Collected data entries
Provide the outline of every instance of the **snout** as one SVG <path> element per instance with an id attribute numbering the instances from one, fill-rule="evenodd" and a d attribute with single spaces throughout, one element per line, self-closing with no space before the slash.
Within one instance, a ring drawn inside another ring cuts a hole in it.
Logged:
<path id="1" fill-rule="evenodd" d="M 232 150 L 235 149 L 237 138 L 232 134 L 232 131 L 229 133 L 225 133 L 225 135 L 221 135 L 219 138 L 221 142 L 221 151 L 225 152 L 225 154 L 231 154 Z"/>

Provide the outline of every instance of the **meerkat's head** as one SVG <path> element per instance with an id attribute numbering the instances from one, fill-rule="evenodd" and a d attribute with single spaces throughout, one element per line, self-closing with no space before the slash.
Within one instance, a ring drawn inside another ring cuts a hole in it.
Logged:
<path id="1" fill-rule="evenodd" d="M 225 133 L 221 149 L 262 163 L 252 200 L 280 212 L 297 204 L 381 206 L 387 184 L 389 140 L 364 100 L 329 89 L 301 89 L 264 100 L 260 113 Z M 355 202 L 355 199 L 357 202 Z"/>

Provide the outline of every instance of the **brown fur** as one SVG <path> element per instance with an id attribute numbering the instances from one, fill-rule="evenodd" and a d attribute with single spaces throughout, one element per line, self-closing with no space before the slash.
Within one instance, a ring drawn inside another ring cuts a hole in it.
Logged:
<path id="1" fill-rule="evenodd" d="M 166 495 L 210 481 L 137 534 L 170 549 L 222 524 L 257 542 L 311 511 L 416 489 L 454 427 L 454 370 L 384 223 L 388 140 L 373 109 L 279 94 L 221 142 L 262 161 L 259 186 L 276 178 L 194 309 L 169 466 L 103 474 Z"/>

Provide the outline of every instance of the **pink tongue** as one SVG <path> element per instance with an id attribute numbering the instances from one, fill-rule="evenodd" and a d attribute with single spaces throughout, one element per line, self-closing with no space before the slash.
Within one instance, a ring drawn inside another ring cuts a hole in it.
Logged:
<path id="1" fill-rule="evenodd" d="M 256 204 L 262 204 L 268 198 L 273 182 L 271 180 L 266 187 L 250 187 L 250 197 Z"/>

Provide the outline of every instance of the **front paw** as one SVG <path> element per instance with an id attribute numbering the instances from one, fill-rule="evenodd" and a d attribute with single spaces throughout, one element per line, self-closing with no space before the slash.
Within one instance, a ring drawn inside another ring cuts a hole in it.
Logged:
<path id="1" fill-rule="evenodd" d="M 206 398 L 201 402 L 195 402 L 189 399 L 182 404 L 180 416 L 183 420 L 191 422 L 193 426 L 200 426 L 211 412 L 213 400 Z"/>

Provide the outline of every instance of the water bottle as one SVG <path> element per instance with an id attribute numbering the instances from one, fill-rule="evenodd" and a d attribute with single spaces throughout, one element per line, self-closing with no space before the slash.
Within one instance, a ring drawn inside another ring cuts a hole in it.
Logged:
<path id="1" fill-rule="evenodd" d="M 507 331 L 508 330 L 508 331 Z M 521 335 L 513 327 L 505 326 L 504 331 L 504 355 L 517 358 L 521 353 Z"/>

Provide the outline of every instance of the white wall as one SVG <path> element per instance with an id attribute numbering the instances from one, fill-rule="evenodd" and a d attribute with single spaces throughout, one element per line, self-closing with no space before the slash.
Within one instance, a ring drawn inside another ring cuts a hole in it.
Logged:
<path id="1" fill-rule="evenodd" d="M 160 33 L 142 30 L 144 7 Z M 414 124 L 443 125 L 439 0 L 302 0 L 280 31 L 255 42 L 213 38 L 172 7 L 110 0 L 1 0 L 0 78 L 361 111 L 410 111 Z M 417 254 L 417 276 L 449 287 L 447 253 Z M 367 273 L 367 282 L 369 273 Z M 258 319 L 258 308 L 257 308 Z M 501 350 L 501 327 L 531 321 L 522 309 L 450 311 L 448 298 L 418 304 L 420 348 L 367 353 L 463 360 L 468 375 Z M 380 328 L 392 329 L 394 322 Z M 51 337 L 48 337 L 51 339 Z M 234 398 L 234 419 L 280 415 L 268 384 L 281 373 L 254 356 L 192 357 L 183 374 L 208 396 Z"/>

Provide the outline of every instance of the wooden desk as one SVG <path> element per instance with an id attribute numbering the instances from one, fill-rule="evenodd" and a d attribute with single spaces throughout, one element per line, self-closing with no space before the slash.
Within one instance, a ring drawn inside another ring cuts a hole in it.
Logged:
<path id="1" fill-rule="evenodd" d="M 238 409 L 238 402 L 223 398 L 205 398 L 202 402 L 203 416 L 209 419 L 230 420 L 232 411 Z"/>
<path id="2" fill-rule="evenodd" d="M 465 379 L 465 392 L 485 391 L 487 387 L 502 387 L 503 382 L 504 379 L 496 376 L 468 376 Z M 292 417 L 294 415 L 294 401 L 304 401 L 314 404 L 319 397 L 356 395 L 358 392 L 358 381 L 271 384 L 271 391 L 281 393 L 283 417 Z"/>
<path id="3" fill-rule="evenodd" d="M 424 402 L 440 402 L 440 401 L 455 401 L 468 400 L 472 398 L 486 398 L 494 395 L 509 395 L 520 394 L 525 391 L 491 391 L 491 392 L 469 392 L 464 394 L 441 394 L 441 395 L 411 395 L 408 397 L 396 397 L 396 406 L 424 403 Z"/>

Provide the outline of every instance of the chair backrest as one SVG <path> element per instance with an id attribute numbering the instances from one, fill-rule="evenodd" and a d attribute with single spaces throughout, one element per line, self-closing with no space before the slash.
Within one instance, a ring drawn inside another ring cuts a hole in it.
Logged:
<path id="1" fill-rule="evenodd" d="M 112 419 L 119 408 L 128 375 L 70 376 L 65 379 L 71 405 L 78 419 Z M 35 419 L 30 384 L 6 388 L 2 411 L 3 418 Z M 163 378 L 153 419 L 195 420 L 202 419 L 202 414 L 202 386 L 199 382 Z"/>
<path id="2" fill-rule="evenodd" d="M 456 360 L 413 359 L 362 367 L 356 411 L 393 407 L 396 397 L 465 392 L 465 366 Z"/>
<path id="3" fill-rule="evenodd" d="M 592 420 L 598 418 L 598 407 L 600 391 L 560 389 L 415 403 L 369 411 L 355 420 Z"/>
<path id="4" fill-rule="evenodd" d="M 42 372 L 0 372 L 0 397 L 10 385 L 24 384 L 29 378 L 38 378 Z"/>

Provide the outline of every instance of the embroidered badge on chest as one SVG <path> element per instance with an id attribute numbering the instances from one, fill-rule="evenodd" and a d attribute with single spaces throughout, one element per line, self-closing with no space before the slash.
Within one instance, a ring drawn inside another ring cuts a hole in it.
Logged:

#### ASSIGNED TASK:
I need all of the records above retyped exactly, please.

#### EXERCISE OUTPUT:
Provide the outline of every instance of the **snout** as one SVG <path> element per instance with an id attribute numbering the instances from one, fill-rule="evenodd" and a d attribute with single spaces throughout, one element per line, self-closing with no space before the slash.
Within one instance, a ring drawn inside another ring cuts a hole in it.
Logged:
<path id="1" fill-rule="evenodd" d="M 232 150 L 235 149 L 237 138 L 232 134 L 232 131 L 229 133 L 225 133 L 225 135 L 221 135 L 219 138 L 221 142 L 221 151 L 225 152 L 225 154 L 231 154 Z"/>

Provide the outline of every instance of the **meerkat's head** as one SVG <path> element per instance with an id attribute numbering the instances from one, fill-rule="evenodd" and a d attribute with single spaces throughout, one element per line, self-closing with no space before the slash.
Within one instance, a ring drawn inside another ring cuts a hole in it.
Logged:
<path id="1" fill-rule="evenodd" d="M 225 133 L 221 149 L 262 163 L 252 200 L 280 212 L 297 204 L 381 206 L 387 184 L 389 140 L 364 100 L 329 89 L 301 89 L 264 100 L 260 113 Z M 355 202 L 355 199 L 357 202 Z"/>

Provide the outline of every instance of the **brown fur** as one SVG <path> element per instance with an id attribute numbering the instances from one, fill-rule="evenodd" and a d attribute with single spaces throughout, one element per line, self-closing with no space before the slash.
Within one instance, a ring drawn inside another ring cuts a hole in it.
Logged:
<path id="1" fill-rule="evenodd" d="M 166 495 L 210 481 L 137 534 L 170 549 L 222 524 L 257 542 L 311 511 L 416 489 L 454 427 L 454 370 L 384 223 L 388 140 L 373 109 L 279 94 L 221 142 L 262 161 L 259 186 L 276 178 L 194 309 L 169 466 L 103 474 Z"/>

Provide the outline of every instance of the **pink tongue** as one SVG <path> element per instance with an id attribute numbering the instances from one, fill-rule="evenodd" and a d attribute with single spaces throughout, one element per line, self-closing with no space before the slash.
Within one instance, a ring drawn inside another ring cuts a hole in it.
Logged:
<path id="1" fill-rule="evenodd" d="M 256 204 L 262 204 L 268 198 L 273 182 L 271 180 L 266 187 L 250 187 L 250 197 Z"/>

Provide the outline of every instance of the **front paw** as one SVG <path> element per instance with an id attribute numbering the instances from one, fill-rule="evenodd" and a d attribute with single spaces throughout, one element per line, self-closing with no space before the slash.
Within one instance, a ring drawn inside another ring cuts a hole in it.
Logged:
<path id="1" fill-rule="evenodd" d="M 206 398 L 201 402 L 195 402 L 189 399 L 182 404 L 180 416 L 183 420 L 191 422 L 193 426 L 200 426 L 211 412 L 213 400 Z"/>

Provide the outline of every instance of the water bottle as one SVG <path> element per instance with an id attribute numbering the instances from one, fill-rule="evenodd" and a d attribute with single spaces throughout, one element per line, self-closing with no space before the slash.
Within one instance, a ring drawn inside another ring cuts a hole in it.
Logged:
<path id="1" fill-rule="evenodd" d="M 507 331 L 508 330 L 508 331 Z M 521 335 L 513 327 L 505 326 L 504 331 L 504 355 L 517 358 L 521 353 Z"/>

Provide the outline of every instance of the white wall as one SVG <path> element per instance with an id attribute numbering the instances from one, fill-rule="evenodd" and a d attribute with single spaces throughout, one element per line, self-closing with no space before the slash.
Within one instance, a ring drawn inside another ring cuts a hole in it.
Logged:
<path id="1" fill-rule="evenodd" d="M 160 33 L 142 30 L 144 7 Z M 414 124 L 443 125 L 439 0 L 302 0 L 280 31 L 255 42 L 213 38 L 172 7 L 110 0 L 1 0 L 0 78 L 361 111 L 410 111 Z M 417 254 L 417 276 L 449 287 L 447 253 Z M 367 273 L 367 282 L 369 273 Z M 258 319 L 258 308 L 257 308 Z M 501 350 L 501 327 L 531 321 L 522 309 L 450 311 L 448 298 L 418 304 L 420 348 L 367 353 L 463 360 L 468 375 Z M 380 328 L 392 329 L 394 322 Z M 51 337 L 48 337 L 51 339 Z M 234 398 L 234 419 L 280 415 L 268 384 L 281 373 L 254 356 L 192 357 L 183 374 L 208 396 Z"/>

Provide the outline of every instance of the wooden desk as one SVG <path> element per instance with an id attribute numbering the instances from one, fill-rule="evenodd" and a d attribute with single spaces throughout, one element per line, self-closing with no space before the slash.
Within one instance, a ring drawn inside another ring cuts a hole in it.
Logged:
<path id="1" fill-rule="evenodd" d="M 238 409 L 238 402 L 223 398 L 205 398 L 202 402 L 203 416 L 209 419 L 230 420 L 232 411 Z"/>
<path id="2" fill-rule="evenodd" d="M 465 379 L 465 392 L 485 391 L 487 387 L 502 387 L 503 382 L 504 379 L 496 376 L 468 376 Z M 292 417 L 294 415 L 294 401 L 304 401 L 314 404 L 319 397 L 356 395 L 358 392 L 358 381 L 271 384 L 271 391 L 281 393 L 283 417 Z"/>
<path id="3" fill-rule="evenodd" d="M 424 402 L 440 402 L 440 401 L 455 401 L 468 400 L 472 398 L 486 398 L 494 395 L 509 395 L 520 394 L 525 391 L 491 391 L 491 392 L 469 392 L 464 394 L 441 394 L 441 395 L 411 395 L 408 397 L 396 397 L 396 406 L 424 403 Z"/>

Provide the outline of every instance of the chair backrest as one SVG <path> element per instance with an id attribute numbering the instances from one, fill-rule="evenodd" and a d attribute with single spaces throughout, one element per line, self-closing with no space before the slash.
Within one instance, a ring drawn inside another ring cuts a hole in it.
Logged:
<path id="1" fill-rule="evenodd" d="M 112 419 L 119 408 L 128 375 L 70 376 L 65 379 L 71 405 L 78 419 Z M 35 419 L 30 384 L 6 388 L 2 411 L 3 418 Z M 163 378 L 153 419 L 195 420 L 202 419 L 202 414 L 202 386 L 199 382 Z"/>
<path id="2" fill-rule="evenodd" d="M 456 360 L 413 359 L 362 367 L 356 411 L 393 407 L 396 397 L 465 392 L 465 366 Z"/>
<path id="3" fill-rule="evenodd" d="M 592 420 L 598 418 L 598 407 L 600 391 L 560 389 L 415 403 L 369 411 L 355 420 Z"/>
<path id="4" fill-rule="evenodd" d="M 42 372 L 0 372 L 0 397 L 10 385 L 24 384 L 29 378 L 38 378 Z"/>

Provide the outline of every instance of the embroidered badge on chest as one SVG <path> element per instance with an id attribute numbering the instances from one, fill-rule="evenodd" and a d attribute with single spaces throughout, one element per line, self-closing with no space before the slash.
Within one instance, a ring drawn inside another ring cuts a hole in it.
Logged:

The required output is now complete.